Work instructions
1) In the passage on creatine supplementation, what is the exact wording starting with "The amount of" and going on through "been scientifically verified."?
2) Can you rewrite the paragraph in the passage on creatine supplementation that begins "The amount of creatine in human skeletal muscle" more briefly, keeping its main facts?
3) What would come next in the passage on creatine supplementation? Continue it from its final sentence.

Text excerpt

Creatine is an amino acid derivative (from arginine, glycine, and methionine) that is available in meats and fish and is synthesized in the liver, pancreas, and kidneys. Because creatine plays a critical role in ATP metabolism, creatine supplementation theoretically increases the bioavailability of phosphocreatine (PCr) in skeletal muscle cells, enhancing muscle performance. Having more available PCr facilitates the resynthesis of ATP to provide energy for brief, high-intensity exercise (e.g., resistance training). This results in a better match between ATP supply and demand. PCr may also increase the force of muscular contraction and delay fatigue during anaerobic exercise by buffering the intracellular hydrogen ions formed with lactate production.
The amount of creatine in human skeletal muscle normally ranges between 90 and 160 mmoles per kilogram of muscle in dry muscle. The effectiveness of creatine supplementation appears to vary with these baseline levels; the greatest advantage is observed in those with the lowest baseline levels. Although anecdotal evidence suggests that increased muscle cramping occurs with creatine supplementation, no serious side effects have been scientifically verified.

Records shown
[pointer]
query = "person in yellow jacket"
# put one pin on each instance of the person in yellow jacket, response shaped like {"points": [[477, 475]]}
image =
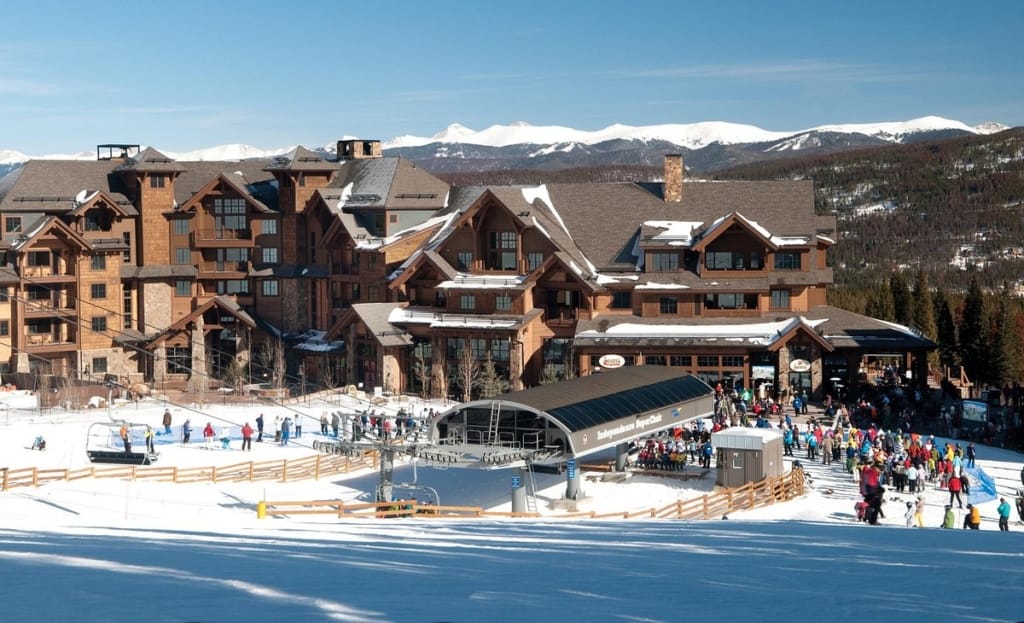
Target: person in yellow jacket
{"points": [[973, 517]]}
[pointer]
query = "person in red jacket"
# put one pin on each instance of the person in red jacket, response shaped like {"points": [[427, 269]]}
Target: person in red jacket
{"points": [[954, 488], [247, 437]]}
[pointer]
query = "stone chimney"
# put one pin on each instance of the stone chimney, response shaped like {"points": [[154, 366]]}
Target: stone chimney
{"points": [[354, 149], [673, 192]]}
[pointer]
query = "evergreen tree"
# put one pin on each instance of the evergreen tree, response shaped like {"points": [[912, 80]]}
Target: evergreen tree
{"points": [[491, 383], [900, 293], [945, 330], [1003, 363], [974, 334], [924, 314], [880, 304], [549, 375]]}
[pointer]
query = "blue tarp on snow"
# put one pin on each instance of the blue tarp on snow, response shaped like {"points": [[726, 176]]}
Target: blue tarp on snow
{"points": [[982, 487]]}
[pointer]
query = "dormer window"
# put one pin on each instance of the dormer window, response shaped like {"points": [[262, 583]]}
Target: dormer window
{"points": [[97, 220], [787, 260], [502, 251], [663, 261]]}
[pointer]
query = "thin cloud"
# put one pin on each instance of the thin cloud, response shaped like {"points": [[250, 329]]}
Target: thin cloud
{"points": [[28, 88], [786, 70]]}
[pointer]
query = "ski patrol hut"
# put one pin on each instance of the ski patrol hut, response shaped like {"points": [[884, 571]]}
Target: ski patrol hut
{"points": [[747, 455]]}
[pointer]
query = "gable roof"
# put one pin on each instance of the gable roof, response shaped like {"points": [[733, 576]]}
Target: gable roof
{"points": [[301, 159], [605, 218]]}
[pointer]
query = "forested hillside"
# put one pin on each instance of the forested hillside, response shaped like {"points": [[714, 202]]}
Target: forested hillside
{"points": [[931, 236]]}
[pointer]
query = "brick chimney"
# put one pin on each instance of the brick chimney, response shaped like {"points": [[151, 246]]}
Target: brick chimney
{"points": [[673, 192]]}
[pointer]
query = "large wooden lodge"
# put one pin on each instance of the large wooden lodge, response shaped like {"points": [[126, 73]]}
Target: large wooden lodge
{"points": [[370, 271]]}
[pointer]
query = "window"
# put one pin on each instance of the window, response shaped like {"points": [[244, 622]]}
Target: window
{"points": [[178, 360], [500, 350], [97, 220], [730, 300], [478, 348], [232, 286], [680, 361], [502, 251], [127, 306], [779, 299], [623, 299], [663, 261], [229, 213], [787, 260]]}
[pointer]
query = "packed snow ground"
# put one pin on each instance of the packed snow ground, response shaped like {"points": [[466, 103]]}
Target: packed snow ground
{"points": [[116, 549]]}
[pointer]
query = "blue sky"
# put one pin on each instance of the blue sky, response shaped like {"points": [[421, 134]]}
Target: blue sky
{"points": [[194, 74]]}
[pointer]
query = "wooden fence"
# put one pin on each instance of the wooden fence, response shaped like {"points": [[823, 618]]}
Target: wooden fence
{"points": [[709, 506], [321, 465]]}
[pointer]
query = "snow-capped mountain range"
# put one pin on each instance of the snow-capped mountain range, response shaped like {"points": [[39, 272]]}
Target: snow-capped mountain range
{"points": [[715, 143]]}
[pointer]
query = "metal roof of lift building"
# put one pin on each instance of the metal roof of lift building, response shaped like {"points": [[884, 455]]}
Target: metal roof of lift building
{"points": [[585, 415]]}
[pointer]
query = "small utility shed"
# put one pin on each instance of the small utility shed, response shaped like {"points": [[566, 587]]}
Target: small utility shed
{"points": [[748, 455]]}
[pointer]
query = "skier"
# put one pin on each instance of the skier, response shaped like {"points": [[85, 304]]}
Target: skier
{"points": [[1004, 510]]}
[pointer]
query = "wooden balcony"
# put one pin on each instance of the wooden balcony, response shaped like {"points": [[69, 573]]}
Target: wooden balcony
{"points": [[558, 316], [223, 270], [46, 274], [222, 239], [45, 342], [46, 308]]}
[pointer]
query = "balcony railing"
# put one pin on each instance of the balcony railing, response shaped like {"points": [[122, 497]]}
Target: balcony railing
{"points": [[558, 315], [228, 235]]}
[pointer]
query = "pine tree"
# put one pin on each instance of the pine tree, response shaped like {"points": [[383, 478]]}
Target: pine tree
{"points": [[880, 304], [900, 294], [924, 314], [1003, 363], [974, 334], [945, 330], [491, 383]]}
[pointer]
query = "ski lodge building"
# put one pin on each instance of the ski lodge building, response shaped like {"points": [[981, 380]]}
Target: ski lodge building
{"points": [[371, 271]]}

Answer set
1)
The amount of creatine in human skeletal muscle normally ranges between 90 and 160 mmoles per kilogram of muscle in dry muscle. The effectiveness of creatine supplementation appears to vary with these baseline levels; the greatest advantage is observed in those with the lowest baseline levels. Although anecdotal evidence suggests that increased muscle cramping occurs with creatine supplementation, no serious side effects have been scientifically verified.

2) Human skeletal muscle normally holds 90 to 160 mmoles of creatine per kilogram of dry muscle. Supplementation seems most effective for people with the lowest baseline levels. Anecdotal reports link it to more muscle cramping, but no serious side effects have been scientifically verified.

3)
More than two dozen studies have reported that creatine supplementation enhances the development of lean body mass and muscle strength in response to resistance training. This increased muscle strength and mass could be attributable to several mechanisms, including an effect on protein metabolism, synthesis, and transcriptional expression at the genetic level. Research supports this theory: Five-day oral dosages of 20 grams per day have been shown to increase muscle creatine availability by 20 percent and significantly accelerate PCr regeneration after intense muscle contraction. Significant enhancement of performance – both brief, high-intensity work and total time to exhaustion – has been observed in male athletes using creatine supplementation of 20 to 30 grams per day.
Long-term creatine supplementation has been shown to enhance the progress of muscle strength during resistance training in sedentary males and females. Twelve weeks of creatine supplementation enhances fat-free mass, physical performance, and muscle morphology in healthy men in response to heavy resistance training. This likely is attributable to higher-quality training sessions. Short-term creatine loading results in enhancement of both maximal strength and weightlifting performance. Therefore, part of the ergogenic (performance enhancing) effect of creatine shown in studies is likely attributable to this acute effect and part likely is attributable to the ability to train with higher workloads (although the relative contributions of these mechanisms remain unclear).
Branched-Chain Amino Acids
Branched-chain amino acids include three essential amino acids (leucine, isoleucine, and valine) that are needed to maintain muscle and preserve glycogen. Branched-chain amino acids are found naturally in foods such as dairy products, meat, whey, and eggs. Because of their role in muscle metabolism, branched-chain amino acids sometimes are isolated and consumed as a dietary supplement. In a study of branched-chain amino acid supplementation during four weeks of resistance training overreaching (defined earlier), initial reductions in strength and power were attenuated.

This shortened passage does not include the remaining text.